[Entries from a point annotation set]
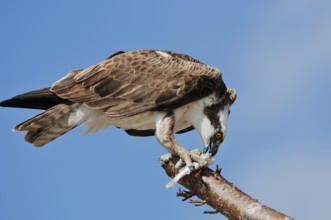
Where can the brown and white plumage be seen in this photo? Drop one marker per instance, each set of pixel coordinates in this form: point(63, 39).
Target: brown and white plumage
point(130, 90)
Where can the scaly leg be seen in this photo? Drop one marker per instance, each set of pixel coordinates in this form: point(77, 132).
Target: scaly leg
point(165, 124)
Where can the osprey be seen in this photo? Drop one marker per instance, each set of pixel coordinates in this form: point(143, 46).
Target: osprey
point(144, 92)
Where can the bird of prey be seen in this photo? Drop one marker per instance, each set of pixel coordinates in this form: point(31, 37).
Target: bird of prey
point(144, 92)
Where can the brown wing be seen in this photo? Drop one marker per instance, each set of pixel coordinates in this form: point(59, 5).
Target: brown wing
point(130, 83)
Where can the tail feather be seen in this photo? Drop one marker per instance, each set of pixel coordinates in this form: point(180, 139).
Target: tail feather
point(38, 99)
point(49, 125)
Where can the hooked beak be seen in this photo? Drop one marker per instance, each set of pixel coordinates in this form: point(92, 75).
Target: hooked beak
point(212, 148)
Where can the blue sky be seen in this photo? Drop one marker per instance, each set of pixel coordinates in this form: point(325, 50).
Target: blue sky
point(276, 54)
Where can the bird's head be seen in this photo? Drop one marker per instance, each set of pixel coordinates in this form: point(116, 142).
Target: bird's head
point(214, 123)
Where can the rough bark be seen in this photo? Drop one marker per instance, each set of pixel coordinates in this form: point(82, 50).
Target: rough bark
point(221, 195)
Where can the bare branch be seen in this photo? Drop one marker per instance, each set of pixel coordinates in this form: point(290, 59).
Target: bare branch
point(220, 194)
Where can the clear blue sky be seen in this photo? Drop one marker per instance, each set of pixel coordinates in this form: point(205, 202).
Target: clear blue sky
point(276, 54)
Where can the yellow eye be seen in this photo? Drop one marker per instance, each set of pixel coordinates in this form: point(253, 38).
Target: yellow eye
point(218, 135)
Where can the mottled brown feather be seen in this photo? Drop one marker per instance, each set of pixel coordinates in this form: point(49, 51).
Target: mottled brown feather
point(130, 83)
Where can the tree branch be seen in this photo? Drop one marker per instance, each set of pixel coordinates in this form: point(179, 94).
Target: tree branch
point(220, 194)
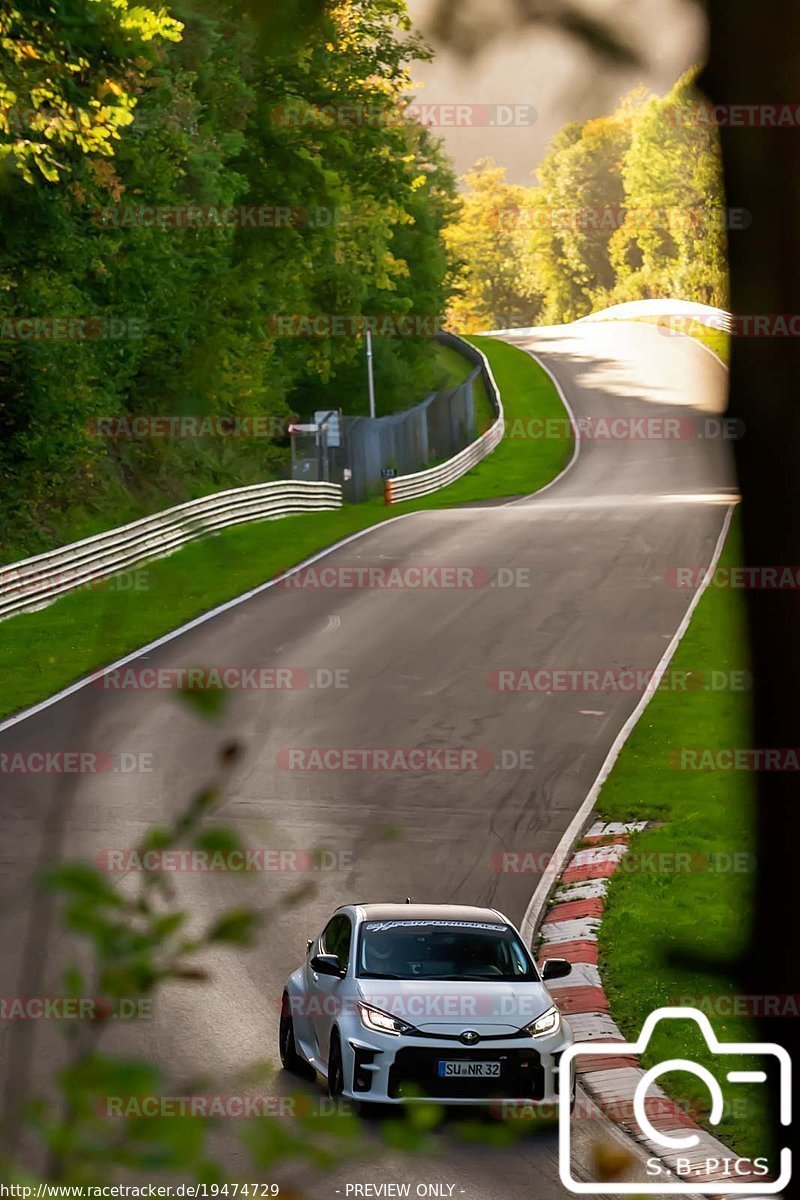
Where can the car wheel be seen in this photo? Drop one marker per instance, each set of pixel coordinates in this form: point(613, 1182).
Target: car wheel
point(370, 1110)
point(335, 1068)
point(288, 1047)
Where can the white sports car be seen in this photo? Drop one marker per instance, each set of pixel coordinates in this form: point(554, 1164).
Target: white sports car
point(403, 1001)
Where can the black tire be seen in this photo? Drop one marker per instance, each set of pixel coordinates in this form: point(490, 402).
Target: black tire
point(335, 1068)
point(372, 1110)
point(288, 1048)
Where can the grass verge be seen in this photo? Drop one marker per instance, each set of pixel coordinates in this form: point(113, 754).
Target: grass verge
point(673, 924)
point(43, 652)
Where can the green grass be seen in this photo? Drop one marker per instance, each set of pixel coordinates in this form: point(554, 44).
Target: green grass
point(46, 651)
point(663, 928)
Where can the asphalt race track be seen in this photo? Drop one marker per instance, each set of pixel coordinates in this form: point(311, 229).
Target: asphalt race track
point(575, 579)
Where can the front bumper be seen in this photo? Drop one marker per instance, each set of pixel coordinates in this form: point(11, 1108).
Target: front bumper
point(401, 1069)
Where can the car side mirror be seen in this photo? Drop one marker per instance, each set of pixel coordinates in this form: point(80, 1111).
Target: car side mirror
point(326, 964)
point(555, 969)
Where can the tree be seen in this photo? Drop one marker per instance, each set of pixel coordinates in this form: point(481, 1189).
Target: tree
point(485, 240)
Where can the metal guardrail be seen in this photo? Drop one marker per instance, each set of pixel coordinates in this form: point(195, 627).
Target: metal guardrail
point(34, 582)
point(421, 483)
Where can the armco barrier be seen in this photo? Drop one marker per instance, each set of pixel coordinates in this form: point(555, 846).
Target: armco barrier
point(421, 483)
point(35, 582)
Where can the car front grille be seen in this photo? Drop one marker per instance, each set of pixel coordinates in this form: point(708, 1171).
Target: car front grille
point(415, 1073)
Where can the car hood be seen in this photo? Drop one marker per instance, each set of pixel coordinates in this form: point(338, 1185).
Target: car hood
point(450, 1007)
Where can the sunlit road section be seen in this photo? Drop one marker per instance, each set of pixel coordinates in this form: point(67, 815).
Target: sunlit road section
point(581, 577)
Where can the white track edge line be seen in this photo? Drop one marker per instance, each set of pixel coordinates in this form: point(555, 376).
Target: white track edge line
point(79, 684)
point(196, 622)
point(554, 868)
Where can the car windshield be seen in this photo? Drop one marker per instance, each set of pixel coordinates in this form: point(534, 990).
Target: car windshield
point(443, 949)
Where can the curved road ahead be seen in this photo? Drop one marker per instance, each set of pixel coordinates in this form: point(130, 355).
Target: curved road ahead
point(587, 562)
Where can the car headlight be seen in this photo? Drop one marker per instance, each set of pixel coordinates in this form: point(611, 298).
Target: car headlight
point(545, 1025)
point(382, 1023)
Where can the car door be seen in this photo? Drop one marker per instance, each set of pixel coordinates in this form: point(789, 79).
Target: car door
point(326, 993)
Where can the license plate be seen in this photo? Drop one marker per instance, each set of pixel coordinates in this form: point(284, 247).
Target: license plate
point(462, 1068)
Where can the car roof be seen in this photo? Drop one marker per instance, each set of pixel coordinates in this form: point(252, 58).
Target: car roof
point(428, 912)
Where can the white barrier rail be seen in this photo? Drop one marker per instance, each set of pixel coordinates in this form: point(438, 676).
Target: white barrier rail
point(34, 582)
point(421, 483)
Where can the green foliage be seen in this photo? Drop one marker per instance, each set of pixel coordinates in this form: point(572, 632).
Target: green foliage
point(227, 113)
point(626, 207)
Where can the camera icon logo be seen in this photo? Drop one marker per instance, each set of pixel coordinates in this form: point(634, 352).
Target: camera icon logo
point(681, 1152)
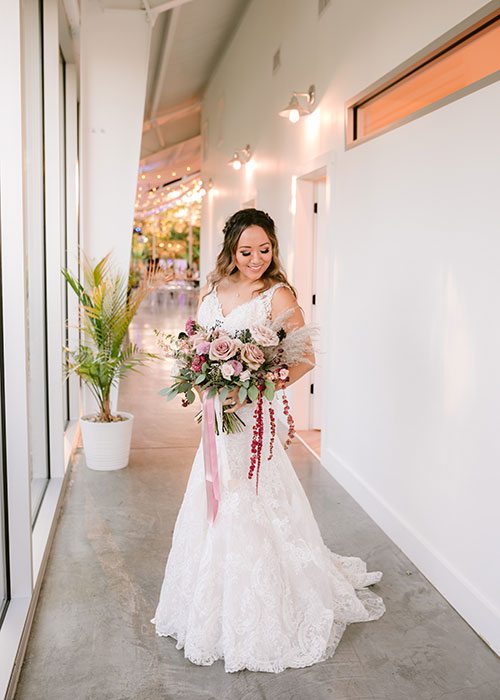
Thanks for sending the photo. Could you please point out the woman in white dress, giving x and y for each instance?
(257, 587)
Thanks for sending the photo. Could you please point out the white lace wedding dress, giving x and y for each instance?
(258, 588)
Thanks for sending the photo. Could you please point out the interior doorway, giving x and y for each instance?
(311, 281)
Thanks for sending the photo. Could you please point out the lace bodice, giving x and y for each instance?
(257, 310)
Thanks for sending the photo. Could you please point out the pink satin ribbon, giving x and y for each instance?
(210, 457)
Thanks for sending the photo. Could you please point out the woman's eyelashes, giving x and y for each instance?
(262, 252)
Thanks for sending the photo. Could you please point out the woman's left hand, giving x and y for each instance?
(233, 401)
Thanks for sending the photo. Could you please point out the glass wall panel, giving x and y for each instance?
(34, 216)
(64, 230)
(4, 542)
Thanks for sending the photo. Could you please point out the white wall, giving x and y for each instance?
(414, 340)
(114, 60)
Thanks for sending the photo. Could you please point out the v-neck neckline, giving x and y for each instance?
(238, 306)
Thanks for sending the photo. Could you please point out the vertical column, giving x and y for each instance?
(53, 225)
(14, 302)
(114, 62)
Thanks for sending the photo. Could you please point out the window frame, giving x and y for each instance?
(485, 16)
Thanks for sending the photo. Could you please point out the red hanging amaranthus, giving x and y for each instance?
(258, 433)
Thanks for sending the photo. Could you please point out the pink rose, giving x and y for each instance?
(227, 370)
(237, 366)
(203, 348)
(197, 362)
(283, 373)
(190, 326)
(252, 355)
(196, 339)
(263, 335)
(222, 348)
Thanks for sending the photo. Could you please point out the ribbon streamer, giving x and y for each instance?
(210, 456)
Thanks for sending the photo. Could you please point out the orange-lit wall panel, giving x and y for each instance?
(458, 67)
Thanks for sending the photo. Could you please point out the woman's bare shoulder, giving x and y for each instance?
(203, 292)
(283, 298)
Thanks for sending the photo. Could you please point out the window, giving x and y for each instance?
(34, 216)
(449, 69)
(4, 540)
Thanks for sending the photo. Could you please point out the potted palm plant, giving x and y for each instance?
(105, 355)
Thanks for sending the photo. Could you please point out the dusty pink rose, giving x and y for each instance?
(222, 348)
(252, 355)
(203, 348)
(196, 339)
(190, 326)
(197, 362)
(263, 335)
(237, 366)
(227, 370)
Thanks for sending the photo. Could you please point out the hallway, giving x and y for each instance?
(92, 637)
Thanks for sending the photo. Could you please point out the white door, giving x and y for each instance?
(319, 287)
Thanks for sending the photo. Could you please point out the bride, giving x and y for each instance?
(258, 587)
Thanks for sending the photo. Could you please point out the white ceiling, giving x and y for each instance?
(186, 45)
(188, 39)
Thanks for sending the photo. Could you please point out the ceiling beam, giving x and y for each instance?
(175, 148)
(179, 112)
(165, 6)
(167, 47)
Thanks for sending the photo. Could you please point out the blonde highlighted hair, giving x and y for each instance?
(233, 228)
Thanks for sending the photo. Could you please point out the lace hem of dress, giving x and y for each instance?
(296, 658)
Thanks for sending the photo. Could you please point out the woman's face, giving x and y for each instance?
(254, 253)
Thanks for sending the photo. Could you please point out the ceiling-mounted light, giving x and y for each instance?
(240, 157)
(294, 110)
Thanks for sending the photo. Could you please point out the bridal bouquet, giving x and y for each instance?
(254, 361)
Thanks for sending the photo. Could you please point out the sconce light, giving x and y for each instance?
(240, 157)
(294, 110)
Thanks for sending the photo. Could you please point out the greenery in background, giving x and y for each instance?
(171, 228)
(107, 305)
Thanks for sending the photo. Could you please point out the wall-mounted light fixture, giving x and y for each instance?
(240, 157)
(295, 110)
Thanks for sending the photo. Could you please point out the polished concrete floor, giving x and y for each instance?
(92, 638)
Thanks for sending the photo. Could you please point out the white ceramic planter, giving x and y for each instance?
(107, 445)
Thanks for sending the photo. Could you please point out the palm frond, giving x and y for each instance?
(107, 309)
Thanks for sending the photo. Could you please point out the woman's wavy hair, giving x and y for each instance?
(232, 231)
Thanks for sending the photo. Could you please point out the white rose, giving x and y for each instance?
(227, 370)
(263, 335)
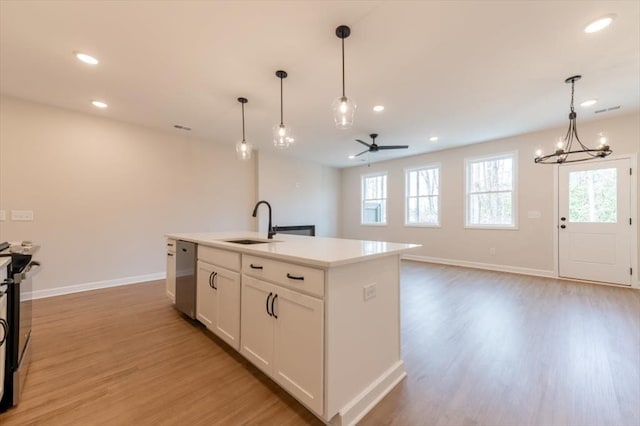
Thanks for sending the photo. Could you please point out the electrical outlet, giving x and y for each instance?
(22, 215)
(369, 291)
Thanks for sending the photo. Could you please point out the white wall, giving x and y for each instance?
(300, 193)
(104, 193)
(528, 249)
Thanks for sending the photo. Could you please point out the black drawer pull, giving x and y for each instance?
(293, 277)
(272, 302)
(267, 304)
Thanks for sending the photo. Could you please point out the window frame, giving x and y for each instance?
(514, 190)
(362, 199)
(406, 196)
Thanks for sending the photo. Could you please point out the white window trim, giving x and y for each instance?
(424, 225)
(514, 155)
(386, 199)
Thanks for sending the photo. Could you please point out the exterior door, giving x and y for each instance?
(595, 229)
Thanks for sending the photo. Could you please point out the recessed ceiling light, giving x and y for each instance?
(599, 24)
(87, 59)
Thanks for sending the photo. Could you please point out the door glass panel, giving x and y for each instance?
(593, 196)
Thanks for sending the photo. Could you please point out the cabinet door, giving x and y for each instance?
(205, 295)
(256, 325)
(227, 307)
(299, 346)
(171, 276)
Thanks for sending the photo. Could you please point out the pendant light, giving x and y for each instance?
(282, 135)
(343, 108)
(243, 149)
(564, 152)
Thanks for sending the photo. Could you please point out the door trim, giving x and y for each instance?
(635, 277)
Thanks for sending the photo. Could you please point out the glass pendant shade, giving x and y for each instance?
(344, 110)
(243, 150)
(282, 136)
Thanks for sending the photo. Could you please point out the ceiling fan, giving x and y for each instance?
(373, 147)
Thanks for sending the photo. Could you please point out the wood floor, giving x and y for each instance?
(481, 348)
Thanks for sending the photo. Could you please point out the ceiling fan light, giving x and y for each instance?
(344, 110)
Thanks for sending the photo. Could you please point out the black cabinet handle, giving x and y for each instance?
(212, 280)
(272, 302)
(267, 304)
(5, 330)
(293, 277)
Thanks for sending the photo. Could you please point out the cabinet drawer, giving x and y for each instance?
(224, 258)
(297, 277)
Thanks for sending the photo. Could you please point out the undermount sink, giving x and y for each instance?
(247, 242)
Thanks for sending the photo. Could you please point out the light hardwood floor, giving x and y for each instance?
(481, 348)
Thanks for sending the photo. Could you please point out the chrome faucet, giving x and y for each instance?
(270, 231)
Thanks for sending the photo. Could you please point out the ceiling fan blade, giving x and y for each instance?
(393, 147)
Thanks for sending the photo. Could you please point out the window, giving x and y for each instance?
(491, 195)
(422, 201)
(374, 199)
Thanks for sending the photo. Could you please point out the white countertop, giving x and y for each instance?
(313, 251)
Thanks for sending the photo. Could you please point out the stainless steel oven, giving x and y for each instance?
(20, 274)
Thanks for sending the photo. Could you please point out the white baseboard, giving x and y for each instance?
(59, 291)
(355, 410)
(479, 265)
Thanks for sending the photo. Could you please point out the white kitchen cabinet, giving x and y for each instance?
(218, 301)
(171, 270)
(283, 335)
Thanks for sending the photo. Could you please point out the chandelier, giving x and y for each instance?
(565, 152)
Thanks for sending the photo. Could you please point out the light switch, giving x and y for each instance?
(22, 215)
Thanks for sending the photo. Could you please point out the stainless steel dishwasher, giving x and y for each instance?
(186, 278)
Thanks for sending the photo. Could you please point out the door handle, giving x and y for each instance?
(272, 302)
(267, 304)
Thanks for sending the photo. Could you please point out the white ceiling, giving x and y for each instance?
(466, 71)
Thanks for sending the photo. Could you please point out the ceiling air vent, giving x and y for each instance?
(607, 109)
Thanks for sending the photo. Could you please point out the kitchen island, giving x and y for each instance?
(320, 316)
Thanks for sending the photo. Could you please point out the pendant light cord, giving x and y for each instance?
(243, 141)
(343, 92)
(281, 102)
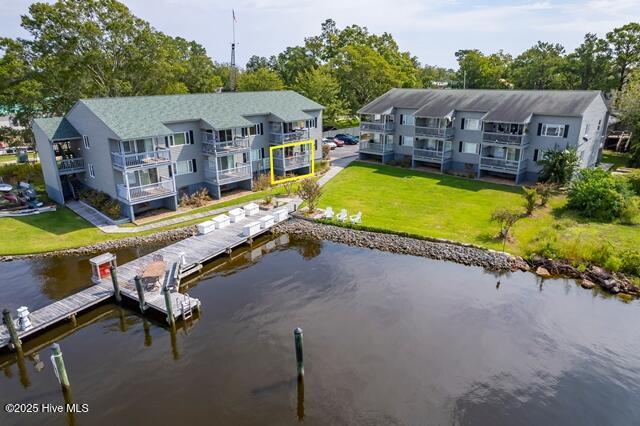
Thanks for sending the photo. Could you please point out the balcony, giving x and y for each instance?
(499, 165)
(368, 147)
(212, 147)
(445, 133)
(295, 136)
(225, 176)
(292, 162)
(70, 165)
(503, 139)
(135, 194)
(377, 127)
(431, 155)
(141, 159)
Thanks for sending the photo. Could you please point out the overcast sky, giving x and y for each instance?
(430, 30)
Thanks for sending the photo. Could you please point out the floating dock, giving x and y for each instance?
(193, 252)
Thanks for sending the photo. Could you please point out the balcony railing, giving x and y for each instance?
(164, 188)
(435, 132)
(211, 147)
(295, 136)
(377, 127)
(374, 147)
(499, 164)
(502, 138)
(141, 159)
(224, 176)
(70, 165)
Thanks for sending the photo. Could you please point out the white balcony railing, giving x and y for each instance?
(224, 176)
(371, 126)
(374, 147)
(141, 159)
(435, 132)
(70, 165)
(163, 188)
(295, 136)
(502, 138)
(211, 147)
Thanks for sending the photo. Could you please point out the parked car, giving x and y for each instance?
(346, 139)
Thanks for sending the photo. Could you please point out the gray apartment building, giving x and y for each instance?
(502, 133)
(146, 151)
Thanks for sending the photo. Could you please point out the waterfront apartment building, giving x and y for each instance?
(501, 133)
(146, 151)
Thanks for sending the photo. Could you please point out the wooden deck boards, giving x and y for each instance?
(197, 249)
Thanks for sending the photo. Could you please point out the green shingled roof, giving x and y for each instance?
(57, 128)
(139, 116)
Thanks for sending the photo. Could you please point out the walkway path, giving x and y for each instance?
(107, 226)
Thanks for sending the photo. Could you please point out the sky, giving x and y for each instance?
(431, 30)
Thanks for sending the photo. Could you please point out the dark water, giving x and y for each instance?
(389, 339)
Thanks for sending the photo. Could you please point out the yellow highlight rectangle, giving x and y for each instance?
(292, 144)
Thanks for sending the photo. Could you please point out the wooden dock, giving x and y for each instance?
(195, 251)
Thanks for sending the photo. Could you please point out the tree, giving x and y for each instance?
(540, 67)
(625, 45)
(320, 85)
(262, 79)
(559, 166)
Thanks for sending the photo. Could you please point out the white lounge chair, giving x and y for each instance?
(328, 213)
(356, 218)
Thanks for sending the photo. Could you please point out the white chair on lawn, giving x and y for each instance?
(356, 218)
(328, 213)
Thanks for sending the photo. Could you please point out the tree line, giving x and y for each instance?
(98, 48)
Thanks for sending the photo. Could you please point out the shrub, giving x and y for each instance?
(530, 196)
(544, 190)
(558, 166)
(598, 194)
(262, 182)
(310, 191)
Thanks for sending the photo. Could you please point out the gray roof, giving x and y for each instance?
(139, 116)
(57, 128)
(513, 106)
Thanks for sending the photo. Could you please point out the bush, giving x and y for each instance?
(559, 166)
(599, 195)
(530, 196)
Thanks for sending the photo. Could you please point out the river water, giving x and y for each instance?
(388, 339)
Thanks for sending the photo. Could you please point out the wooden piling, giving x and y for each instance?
(116, 286)
(140, 291)
(11, 327)
(297, 333)
(60, 369)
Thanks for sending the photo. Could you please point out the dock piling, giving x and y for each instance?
(11, 327)
(297, 333)
(140, 290)
(58, 366)
(116, 286)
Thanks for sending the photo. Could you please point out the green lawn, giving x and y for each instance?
(458, 209)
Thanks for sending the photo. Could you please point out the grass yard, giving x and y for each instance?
(458, 209)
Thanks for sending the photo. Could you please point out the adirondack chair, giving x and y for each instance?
(356, 218)
(328, 213)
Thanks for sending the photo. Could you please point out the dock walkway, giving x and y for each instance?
(196, 250)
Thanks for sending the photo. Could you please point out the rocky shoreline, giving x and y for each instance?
(135, 241)
(465, 254)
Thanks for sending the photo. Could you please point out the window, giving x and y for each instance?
(553, 130)
(405, 140)
(408, 120)
(184, 167)
(469, 148)
(470, 124)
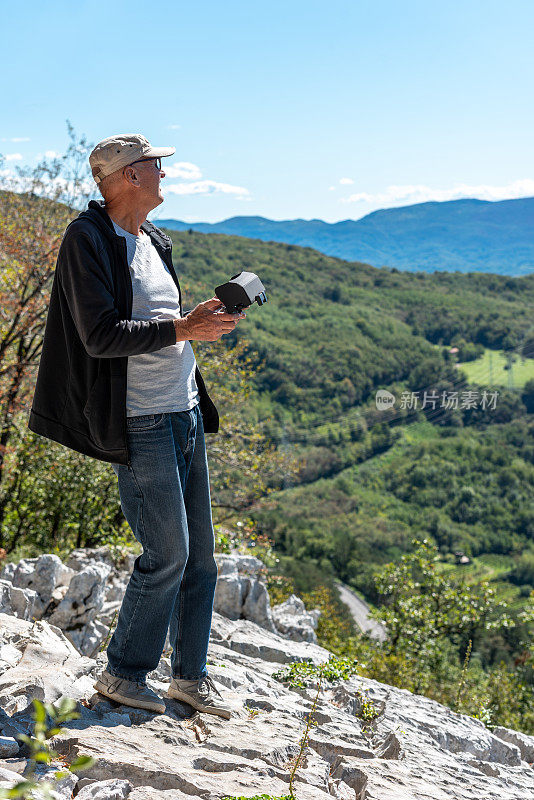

> _WORK TO BE COMPLETED_:
Show each line of the listing above that contains the word "mirror".

> _SOLUTION_:
Where can the car side mirror be seen in this photo? Drop one marker per instance, each set of pixel coordinates in this form: point(80, 1111).
Target: car side mirror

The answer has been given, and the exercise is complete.